→ INPUT

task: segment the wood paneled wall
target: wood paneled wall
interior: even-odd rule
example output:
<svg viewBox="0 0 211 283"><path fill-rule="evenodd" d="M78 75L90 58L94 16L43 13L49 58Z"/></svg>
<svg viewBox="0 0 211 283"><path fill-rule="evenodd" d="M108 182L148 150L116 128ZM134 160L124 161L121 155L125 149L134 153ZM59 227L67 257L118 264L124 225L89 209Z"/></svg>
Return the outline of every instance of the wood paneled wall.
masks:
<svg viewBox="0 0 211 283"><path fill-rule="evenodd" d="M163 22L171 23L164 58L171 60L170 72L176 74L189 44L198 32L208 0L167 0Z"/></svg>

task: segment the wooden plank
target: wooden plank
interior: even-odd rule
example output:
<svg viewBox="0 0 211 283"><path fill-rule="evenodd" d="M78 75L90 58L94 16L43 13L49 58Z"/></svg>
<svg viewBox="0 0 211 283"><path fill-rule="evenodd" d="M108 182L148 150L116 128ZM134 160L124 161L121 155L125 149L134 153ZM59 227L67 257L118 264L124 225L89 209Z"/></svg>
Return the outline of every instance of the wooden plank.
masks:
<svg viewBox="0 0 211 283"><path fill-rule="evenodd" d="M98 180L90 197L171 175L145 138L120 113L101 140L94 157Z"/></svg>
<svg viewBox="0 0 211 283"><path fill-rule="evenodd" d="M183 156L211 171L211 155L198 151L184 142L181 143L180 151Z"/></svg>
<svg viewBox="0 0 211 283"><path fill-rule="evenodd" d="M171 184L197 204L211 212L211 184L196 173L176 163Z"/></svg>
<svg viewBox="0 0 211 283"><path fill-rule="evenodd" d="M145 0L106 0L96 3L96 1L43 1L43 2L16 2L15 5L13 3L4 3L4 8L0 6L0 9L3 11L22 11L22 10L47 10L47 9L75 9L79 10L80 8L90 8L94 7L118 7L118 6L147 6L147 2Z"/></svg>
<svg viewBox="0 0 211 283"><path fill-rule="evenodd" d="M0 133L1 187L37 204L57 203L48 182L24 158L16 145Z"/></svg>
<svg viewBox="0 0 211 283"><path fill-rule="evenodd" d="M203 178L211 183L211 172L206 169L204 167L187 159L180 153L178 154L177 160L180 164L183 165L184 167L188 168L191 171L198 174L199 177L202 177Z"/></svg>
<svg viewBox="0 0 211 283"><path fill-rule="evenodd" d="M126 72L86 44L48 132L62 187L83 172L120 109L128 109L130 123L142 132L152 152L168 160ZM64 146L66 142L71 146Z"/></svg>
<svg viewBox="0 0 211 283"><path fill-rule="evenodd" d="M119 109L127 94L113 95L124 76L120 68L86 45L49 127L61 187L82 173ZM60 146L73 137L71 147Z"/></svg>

→ DIRECTIONS FOR THIS TASK
Starting at the first line of the records above and ending at the line that contains "22L171 23L164 58L171", including both, rewrite the lines as a JSON list of strings with one string per line and blank lines left out.

→ THE SOLUTION
[
  "task: segment the wood paneled wall",
  "target: wood paneled wall",
  "interior: even-odd rule",
  "example output:",
  "<svg viewBox=\"0 0 211 283\"><path fill-rule=\"evenodd\" d=\"M78 75L90 58L94 16L43 13L49 58Z\"/></svg>",
  "<svg viewBox=\"0 0 211 283\"><path fill-rule=\"evenodd\" d=\"M108 182L148 150L116 128ZM134 160L124 161L121 155L125 149L134 153ZM59 227L67 257L118 264L124 225L89 209Z\"/></svg>",
  "Return the outline of every instance of the wood paneled wall.",
  "masks:",
  "<svg viewBox=\"0 0 211 283\"><path fill-rule=\"evenodd\" d=\"M163 22L171 23L164 58L171 60L170 72L176 74L189 44L198 32L208 0L167 0Z\"/></svg>"
]